**DATASET:**
___
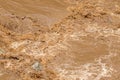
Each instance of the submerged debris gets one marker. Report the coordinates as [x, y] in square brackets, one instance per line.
[2, 51]
[37, 66]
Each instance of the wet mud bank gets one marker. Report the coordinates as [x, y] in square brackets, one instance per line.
[59, 40]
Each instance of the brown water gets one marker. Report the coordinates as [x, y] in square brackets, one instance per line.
[80, 44]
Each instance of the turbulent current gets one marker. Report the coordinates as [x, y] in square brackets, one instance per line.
[59, 39]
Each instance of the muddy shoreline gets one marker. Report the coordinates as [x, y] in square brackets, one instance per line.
[60, 40]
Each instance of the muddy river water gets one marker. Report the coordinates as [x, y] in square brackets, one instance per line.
[59, 40]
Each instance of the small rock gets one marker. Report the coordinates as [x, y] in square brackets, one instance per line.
[37, 66]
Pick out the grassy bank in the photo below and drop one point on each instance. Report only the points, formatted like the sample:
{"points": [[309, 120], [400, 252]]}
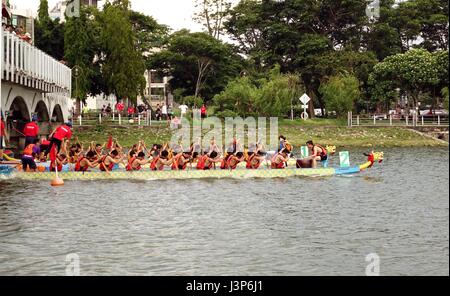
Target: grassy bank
{"points": [[298, 134]]}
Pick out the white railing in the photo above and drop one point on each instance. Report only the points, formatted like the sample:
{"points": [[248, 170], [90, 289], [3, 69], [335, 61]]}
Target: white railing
{"points": [[391, 120], [25, 64]]}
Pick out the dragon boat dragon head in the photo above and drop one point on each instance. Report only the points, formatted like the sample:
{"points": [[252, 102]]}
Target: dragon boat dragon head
{"points": [[374, 157]]}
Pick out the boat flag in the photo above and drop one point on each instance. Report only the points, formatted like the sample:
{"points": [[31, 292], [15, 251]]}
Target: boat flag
{"points": [[110, 144]]}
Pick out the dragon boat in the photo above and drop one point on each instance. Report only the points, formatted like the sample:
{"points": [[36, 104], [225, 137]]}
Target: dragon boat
{"points": [[8, 171]]}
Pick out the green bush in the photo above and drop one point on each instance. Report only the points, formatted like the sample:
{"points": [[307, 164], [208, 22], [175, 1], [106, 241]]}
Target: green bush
{"points": [[340, 94], [193, 101]]}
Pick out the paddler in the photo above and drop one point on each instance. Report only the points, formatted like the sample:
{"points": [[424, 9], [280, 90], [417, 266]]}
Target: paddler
{"points": [[59, 134], [137, 161], [160, 161], [255, 160], [30, 153], [233, 161], [181, 160], [61, 159], [318, 153], [207, 161], [31, 131], [280, 159], [107, 162]]}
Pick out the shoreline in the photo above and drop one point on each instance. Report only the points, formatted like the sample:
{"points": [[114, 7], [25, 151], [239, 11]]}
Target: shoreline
{"points": [[340, 136]]}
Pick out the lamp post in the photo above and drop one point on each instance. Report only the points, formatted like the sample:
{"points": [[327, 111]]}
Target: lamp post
{"points": [[76, 72]]}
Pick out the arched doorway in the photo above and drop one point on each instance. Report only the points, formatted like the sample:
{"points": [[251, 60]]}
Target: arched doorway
{"points": [[43, 118], [18, 116], [42, 112], [57, 115]]}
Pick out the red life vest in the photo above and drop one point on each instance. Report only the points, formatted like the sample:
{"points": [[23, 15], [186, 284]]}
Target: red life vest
{"points": [[232, 166], [103, 165], [324, 151], [28, 151], [275, 165], [79, 168], [153, 166], [62, 132], [130, 165], [201, 165], [52, 167], [252, 166], [226, 162], [31, 129]]}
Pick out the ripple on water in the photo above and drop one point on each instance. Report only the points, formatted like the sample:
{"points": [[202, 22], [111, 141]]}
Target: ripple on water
{"points": [[298, 226]]}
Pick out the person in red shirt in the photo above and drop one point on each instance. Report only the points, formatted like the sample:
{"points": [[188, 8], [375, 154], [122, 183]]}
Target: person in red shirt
{"points": [[31, 131], [59, 134], [3, 134], [131, 111], [203, 111]]}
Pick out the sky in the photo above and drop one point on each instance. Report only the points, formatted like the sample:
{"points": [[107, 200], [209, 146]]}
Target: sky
{"points": [[177, 14]]}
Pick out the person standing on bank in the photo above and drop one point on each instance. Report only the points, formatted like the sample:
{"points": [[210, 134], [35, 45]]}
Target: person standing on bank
{"points": [[31, 131], [3, 135], [59, 134]]}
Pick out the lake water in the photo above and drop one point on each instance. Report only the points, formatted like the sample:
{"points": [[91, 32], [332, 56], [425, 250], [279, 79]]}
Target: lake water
{"points": [[301, 226]]}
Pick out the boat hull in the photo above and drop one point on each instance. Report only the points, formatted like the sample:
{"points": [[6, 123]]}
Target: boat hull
{"points": [[190, 174]]}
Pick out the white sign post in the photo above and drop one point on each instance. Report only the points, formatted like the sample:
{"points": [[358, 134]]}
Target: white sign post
{"points": [[305, 100]]}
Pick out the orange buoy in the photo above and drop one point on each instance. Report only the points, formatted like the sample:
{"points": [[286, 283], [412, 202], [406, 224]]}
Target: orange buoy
{"points": [[57, 182]]}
___
**EXERCISE TASK:** Please write out all the entries above again, substituting "place" for each "drop" and changing nothing else. Leave out the pictures.

**SOLVED PROBLEM:**
Each instance of the submerged debris gets one marker. Report the coordinates as [x, y] in square brackets, one instance per line.
[2, 51]
[37, 66]
Each instance of the wet mud bank gets one marker. Report the coordinates as [x, y] in square brackets, one instance per line.
[59, 40]
Each instance of the brown water gets one marker. Report the coordinates as [x, y] in square brackets, one instance per line.
[80, 44]
Each instance of the turbulent current gets one marker. Report the coordinates as [x, y] in square brackets, one instance per line.
[59, 39]
Each instance of the muddy shoreline gets one marker. Report the coordinates as [x, y] in square brackets, one instance per line.
[60, 40]
Each instance of the muddy river water gets one marker. Report the coordinates as [x, y] in square brackets, one instance per line.
[59, 40]
Each instance of the small rock gets one marker. Report the coordinates as [x, y] in square brackets, one instance per line.
[37, 66]
Pick out the grassy bank in the photo below and place one point on each instance. Report only the points, formatted like the sample:
{"points": [[309, 120], [400, 252]]}
Target: grassy bank
{"points": [[298, 134]]}
Pick out the white railing in the photo above and place one point on each instance. Report only the points, formatted like the sample:
{"points": [[248, 170], [90, 289], [3, 69], [335, 61]]}
Target: white railing
{"points": [[391, 120], [25, 64]]}
Pick out the dragon boat dragon head in the photo above and place one point on each instance. Report only the points, formatted like the sample:
{"points": [[252, 102]]}
Target: dragon boat dragon head
{"points": [[374, 157]]}
Pick out the boat flag in the photo above and place one point on each instance. Report only the points, formatted like the sample:
{"points": [[31, 292], [15, 251]]}
Target: boat flag
{"points": [[110, 144]]}
Pick out the dragon boat in the photo above and place one point on each instance. Report only the points, formatted like the sample:
{"points": [[36, 104], [225, 137]]}
Target: dragon boat
{"points": [[8, 171]]}
Pick out the green bush in the photo above and place one point on each instance. Report only the points, formatted like the sample:
{"points": [[307, 164], [208, 22], [175, 1], [106, 241]]}
Target: green bush
{"points": [[340, 94], [193, 101]]}
Pick out the paddler in the photo above and place one point on each instance. Report only the points, formatted like the sample:
{"points": [[424, 9], [280, 90], [417, 266]]}
Target: paddler
{"points": [[59, 134], [137, 161], [160, 161], [255, 160], [30, 153], [233, 161], [181, 160], [61, 159], [318, 153], [207, 161], [31, 131], [280, 159], [107, 162]]}
Pick out the shoreline in the photo above and place one point on each instance. Report only the points, formatted like the sample:
{"points": [[114, 7], [25, 151], [239, 11]]}
Target: shoreline
{"points": [[340, 136]]}
Pick out the lamp post in the photo above and place one point on each instance. Report only the points, formatted like the sample:
{"points": [[327, 111]]}
Target: lamp post
{"points": [[76, 72]]}
Pick out the arched doorway in the photo above and place one point on each instance. Report only the points, formatted like the sample:
{"points": [[251, 60]]}
Target: arched doorway
{"points": [[43, 118], [18, 116], [42, 112], [57, 115]]}
Pick out the red life vest in the photo above and place one point on each instance. Report only the points, formatted like the sample:
{"points": [[23, 15], [186, 284]]}
Target: red life vest
{"points": [[232, 166], [103, 165], [324, 151], [28, 151], [275, 165], [79, 168], [153, 166], [62, 132], [130, 165], [201, 165], [52, 167], [252, 166], [226, 162], [31, 129]]}
Pick out the ripple on water in the photo above and place one point on each instance. Report only the points, formatted like the sample:
{"points": [[202, 22], [111, 141]]}
Target: ripple on water
{"points": [[298, 226]]}
Pick out the person in red shirt in the photo above and place one point on each instance. Report only the points, formatted like the sample:
{"points": [[188, 8], [375, 154], [122, 183]]}
Target: person in red shirt
{"points": [[31, 131], [59, 134], [3, 134], [131, 111], [203, 111]]}
Pick out the sky in the photo above and place one point on each instance. Report only the points, formatted like the sample:
{"points": [[107, 200], [209, 146]]}
Target: sky
{"points": [[177, 14]]}
Pick out the person standing on bank in the photo above and place one point on each instance. Report only the points, formatted like the sample:
{"points": [[210, 134], [35, 45]]}
Target: person standing on bank
{"points": [[31, 131], [3, 135], [59, 134]]}
Pick out the lake water in the photo above and place one point on each instance. Report only the points, formatted like the sample:
{"points": [[91, 32], [332, 56], [425, 250], [279, 79]]}
Target: lake water
{"points": [[301, 226]]}
Pick out the boat hull in the photo above and place one point on each instance. Report only the points, formatted like the sample:
{"points": [[6, 123]]}
Target: boat hull
{"points": [[190, 174]]}
Pick out the white sign post in the photo above and place one point on each instance. Report only the points, formatted like the sample:
{"points": [[358, 134]]}
Target: white sign post
{"points": [[305, 100]]}
Pick out the orange buoy in the photo above and place one point on each instance. Report only the points, formatted like the sample:
{"points": [[286, 283], [412, 202], [406, 224]]}
Target: orange buoy
{"points": [[57, 182]]}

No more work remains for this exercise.